▶ _Exercise description_:
Answer these about the Ella in Hamburg article:
(a) Who produced the album?
(b) Which pianist led the trio accompanying Ella?
(c) On what date was the album released on CD worldwide?

▶ _Provided text_:
Live album by Ella Fitzgerald
- Released: 1965
- Recorded: March 26, 1965
- Genre: Jazz
- Length: 46:48
- Label: Verve
- Producer: Norman Granz

Ella Fitzgerald chronology
| Ella at Juan-Les-Pins (1964) | Ella in Hamburg (1965) | Ella at Duke's Place (1965) |

= Ella in Hamburg =

Ella in Hamburg is a 1965 live album by the American jazz singer Ella Fitzgerald, recorded in Hamburg, Germany.

Ella is accompanied by a trio led by the pianist Tommy Flanagan.
This was Ella's last live solo album to be released on the Verve label, and provides a perfect snapshot of her concert repertoire and voice at this stage of her career.

On September 18, 2007, the album was released on CD worldwide, on the Verve "Originals" reissues.

▶ _Provided material_:
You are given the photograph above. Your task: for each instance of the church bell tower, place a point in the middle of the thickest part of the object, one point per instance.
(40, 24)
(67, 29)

▶ _Answer to this problem_:
(a) Norman Granz
(b) Tommy Flanagan
(c) September 18, 2007